▶ Instruction
Please count the lines in the items below that contain the string "tailcoat" and reply with only that number.

-- begin Material shown --

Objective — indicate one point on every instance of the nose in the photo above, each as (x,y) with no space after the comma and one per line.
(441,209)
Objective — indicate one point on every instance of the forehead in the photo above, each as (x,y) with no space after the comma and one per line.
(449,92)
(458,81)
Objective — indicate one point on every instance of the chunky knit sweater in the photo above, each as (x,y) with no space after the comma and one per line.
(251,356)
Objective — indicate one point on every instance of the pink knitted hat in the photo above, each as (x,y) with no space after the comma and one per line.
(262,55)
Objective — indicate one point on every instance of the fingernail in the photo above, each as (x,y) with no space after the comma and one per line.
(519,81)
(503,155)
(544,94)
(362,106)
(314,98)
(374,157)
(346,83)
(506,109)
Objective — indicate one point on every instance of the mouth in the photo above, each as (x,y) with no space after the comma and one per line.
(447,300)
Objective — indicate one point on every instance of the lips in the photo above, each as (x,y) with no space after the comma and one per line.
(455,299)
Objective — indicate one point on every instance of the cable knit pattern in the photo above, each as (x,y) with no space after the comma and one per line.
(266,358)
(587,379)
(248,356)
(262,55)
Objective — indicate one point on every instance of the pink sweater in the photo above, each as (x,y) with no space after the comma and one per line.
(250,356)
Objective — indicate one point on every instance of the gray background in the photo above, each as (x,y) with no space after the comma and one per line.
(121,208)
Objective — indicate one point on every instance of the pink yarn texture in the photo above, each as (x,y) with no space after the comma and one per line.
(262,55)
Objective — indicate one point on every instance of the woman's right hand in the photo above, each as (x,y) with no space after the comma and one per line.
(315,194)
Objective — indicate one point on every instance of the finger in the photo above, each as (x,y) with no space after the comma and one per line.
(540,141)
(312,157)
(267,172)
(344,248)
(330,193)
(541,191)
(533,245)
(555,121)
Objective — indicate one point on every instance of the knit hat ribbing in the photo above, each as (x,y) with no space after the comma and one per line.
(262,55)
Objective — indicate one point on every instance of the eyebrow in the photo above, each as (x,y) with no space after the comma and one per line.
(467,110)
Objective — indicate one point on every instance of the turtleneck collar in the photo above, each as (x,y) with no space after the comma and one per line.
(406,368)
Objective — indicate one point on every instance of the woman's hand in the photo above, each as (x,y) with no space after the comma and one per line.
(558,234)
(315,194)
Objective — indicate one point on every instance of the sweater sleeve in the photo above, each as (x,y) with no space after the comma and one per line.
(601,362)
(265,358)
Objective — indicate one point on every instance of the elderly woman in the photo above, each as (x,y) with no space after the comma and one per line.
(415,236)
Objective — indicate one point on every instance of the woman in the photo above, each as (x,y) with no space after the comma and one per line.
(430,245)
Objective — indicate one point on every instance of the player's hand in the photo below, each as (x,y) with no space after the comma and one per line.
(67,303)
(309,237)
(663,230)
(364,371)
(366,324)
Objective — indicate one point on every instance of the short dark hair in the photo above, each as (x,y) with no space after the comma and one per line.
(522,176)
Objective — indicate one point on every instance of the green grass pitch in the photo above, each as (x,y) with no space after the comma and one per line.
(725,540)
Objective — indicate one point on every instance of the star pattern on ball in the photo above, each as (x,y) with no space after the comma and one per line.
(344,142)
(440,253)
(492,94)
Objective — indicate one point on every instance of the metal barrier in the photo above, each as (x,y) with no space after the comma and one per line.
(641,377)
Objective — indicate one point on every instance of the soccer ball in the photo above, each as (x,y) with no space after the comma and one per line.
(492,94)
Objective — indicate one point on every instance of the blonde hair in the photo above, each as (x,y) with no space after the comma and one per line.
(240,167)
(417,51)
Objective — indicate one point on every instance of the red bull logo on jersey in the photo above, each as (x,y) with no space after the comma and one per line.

-- end Material shown --
-- begin Material shown --

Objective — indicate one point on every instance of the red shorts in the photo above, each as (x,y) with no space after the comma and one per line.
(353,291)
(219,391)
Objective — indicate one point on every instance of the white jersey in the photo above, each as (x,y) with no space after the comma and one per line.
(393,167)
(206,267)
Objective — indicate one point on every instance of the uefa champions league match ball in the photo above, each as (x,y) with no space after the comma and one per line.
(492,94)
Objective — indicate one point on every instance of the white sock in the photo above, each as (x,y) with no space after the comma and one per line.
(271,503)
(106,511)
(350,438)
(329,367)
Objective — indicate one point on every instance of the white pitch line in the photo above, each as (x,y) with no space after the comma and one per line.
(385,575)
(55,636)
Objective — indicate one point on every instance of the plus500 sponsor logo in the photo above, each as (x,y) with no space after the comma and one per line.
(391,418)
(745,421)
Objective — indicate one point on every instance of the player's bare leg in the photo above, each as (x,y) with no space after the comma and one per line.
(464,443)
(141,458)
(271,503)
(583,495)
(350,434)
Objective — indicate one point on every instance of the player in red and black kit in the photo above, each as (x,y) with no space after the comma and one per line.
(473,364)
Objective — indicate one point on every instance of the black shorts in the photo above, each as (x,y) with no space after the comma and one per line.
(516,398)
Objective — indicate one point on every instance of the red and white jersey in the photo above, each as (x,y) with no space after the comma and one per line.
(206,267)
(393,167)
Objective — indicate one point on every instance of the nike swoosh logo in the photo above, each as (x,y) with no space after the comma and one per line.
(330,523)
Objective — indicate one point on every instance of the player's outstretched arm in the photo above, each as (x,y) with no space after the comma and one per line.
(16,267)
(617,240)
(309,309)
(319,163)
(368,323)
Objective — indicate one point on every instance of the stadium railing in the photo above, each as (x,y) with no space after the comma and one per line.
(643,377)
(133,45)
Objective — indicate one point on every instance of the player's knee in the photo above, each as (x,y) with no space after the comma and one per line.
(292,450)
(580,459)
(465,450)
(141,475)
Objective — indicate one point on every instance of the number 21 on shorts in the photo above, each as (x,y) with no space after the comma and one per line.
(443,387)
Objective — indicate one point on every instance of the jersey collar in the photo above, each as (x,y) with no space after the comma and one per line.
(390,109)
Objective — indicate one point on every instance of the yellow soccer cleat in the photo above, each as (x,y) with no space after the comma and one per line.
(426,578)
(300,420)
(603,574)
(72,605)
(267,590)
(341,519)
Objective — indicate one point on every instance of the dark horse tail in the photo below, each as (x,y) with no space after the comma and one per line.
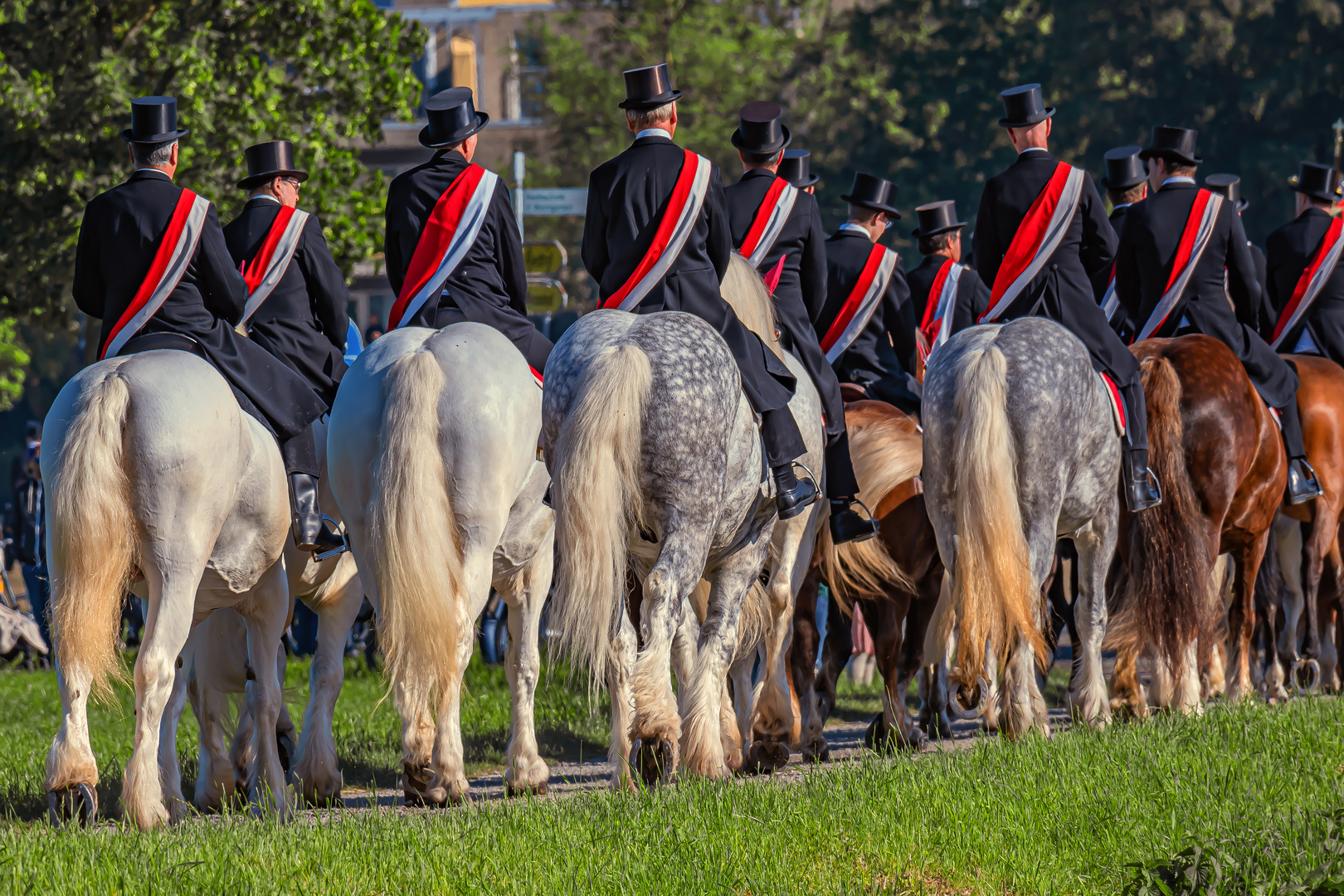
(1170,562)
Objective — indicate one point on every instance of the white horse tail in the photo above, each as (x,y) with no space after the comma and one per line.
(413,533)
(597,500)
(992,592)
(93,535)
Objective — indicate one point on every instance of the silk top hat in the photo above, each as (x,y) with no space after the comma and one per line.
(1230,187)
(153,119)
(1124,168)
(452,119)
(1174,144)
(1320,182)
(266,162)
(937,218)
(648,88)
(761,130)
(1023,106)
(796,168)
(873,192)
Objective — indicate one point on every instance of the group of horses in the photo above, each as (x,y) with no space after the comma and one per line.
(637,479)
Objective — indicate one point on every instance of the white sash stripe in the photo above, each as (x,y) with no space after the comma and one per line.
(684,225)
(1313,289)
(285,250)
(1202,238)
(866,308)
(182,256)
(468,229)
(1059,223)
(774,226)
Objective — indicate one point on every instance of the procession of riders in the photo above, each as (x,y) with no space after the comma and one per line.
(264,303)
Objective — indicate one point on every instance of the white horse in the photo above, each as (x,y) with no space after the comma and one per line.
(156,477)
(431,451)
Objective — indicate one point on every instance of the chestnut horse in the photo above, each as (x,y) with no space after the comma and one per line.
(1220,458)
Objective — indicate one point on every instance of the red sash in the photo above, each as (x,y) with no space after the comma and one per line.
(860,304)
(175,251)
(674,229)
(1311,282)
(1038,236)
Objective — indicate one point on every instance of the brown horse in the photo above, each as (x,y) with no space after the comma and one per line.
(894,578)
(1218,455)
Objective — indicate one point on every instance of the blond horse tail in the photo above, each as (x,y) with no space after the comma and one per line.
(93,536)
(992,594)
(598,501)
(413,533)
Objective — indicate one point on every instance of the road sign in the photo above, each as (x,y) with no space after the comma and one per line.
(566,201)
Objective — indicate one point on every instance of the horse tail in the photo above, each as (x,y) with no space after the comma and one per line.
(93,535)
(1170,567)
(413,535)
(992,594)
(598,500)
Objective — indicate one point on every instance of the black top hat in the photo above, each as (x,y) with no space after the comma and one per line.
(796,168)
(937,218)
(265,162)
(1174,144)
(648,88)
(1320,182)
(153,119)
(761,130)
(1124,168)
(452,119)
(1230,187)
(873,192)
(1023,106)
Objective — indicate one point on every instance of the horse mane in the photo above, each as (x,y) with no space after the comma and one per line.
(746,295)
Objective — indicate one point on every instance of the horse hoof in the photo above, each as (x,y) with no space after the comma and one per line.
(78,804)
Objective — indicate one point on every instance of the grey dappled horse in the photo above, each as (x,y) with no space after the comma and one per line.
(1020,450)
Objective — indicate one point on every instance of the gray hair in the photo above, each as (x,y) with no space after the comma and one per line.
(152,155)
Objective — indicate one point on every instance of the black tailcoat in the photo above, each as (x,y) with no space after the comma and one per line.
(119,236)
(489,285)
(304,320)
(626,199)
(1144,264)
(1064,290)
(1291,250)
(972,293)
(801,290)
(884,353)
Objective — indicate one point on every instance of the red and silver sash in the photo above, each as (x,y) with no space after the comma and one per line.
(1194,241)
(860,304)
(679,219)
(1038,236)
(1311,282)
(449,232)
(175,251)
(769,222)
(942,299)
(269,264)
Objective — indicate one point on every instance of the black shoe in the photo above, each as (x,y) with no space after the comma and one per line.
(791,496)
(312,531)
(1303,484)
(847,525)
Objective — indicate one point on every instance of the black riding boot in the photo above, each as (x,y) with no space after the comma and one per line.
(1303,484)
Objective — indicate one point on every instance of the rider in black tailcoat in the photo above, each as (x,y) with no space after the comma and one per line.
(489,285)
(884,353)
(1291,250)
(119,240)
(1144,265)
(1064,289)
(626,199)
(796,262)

-- end Material shown --
-- begin Material shown --

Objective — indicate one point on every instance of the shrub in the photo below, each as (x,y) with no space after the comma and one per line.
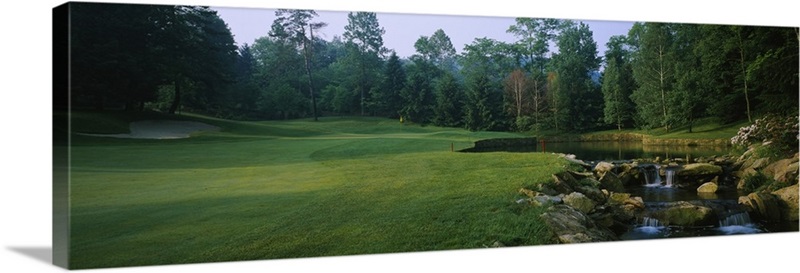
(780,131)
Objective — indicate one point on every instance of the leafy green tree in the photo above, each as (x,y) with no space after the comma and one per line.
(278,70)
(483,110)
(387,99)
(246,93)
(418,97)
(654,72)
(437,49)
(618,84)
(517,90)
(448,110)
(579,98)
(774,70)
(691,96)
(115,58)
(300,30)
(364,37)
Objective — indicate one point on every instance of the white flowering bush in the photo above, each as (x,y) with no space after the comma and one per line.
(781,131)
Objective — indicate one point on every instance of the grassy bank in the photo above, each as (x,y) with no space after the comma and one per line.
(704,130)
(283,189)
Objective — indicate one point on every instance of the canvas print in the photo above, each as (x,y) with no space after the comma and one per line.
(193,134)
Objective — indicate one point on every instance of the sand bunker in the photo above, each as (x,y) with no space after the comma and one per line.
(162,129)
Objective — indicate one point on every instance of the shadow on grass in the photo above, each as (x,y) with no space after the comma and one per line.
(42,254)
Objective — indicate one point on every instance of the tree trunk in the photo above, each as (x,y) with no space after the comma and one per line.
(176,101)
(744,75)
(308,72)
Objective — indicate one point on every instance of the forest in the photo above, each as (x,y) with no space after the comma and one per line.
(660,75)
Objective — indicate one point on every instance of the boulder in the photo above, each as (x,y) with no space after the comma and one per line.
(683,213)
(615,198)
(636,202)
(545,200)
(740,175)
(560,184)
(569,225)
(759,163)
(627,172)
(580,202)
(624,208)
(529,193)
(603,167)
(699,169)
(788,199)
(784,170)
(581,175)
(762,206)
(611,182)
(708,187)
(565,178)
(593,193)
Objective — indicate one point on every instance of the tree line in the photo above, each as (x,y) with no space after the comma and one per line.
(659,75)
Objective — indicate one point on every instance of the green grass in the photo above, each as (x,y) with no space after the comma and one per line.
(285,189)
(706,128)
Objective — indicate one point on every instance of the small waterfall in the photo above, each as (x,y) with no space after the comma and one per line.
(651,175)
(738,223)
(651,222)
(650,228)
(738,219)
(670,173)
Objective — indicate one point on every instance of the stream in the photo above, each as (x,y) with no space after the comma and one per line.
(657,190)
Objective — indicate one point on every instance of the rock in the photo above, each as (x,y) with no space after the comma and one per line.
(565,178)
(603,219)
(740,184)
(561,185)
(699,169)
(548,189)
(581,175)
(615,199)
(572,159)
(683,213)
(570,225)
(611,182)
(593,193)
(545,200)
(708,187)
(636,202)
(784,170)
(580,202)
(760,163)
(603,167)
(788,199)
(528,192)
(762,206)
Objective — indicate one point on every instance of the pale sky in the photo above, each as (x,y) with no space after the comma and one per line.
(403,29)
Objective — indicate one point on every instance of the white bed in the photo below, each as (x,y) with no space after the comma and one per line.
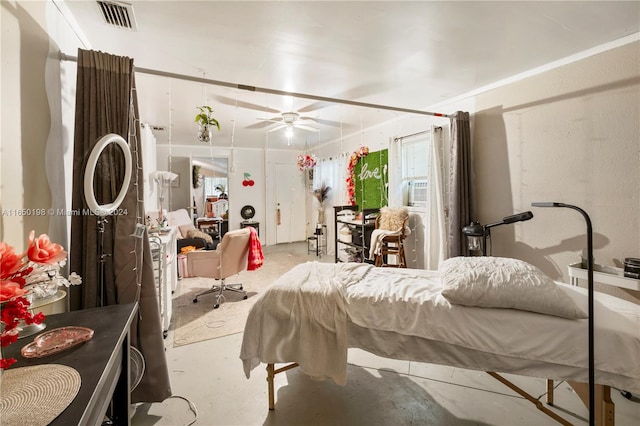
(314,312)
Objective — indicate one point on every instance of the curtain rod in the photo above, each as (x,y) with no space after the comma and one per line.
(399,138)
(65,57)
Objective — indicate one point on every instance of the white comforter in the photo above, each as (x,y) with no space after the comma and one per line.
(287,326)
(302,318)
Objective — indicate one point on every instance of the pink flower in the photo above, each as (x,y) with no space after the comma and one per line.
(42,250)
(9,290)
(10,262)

-- end Material shown --

▶ Solution for this problem
2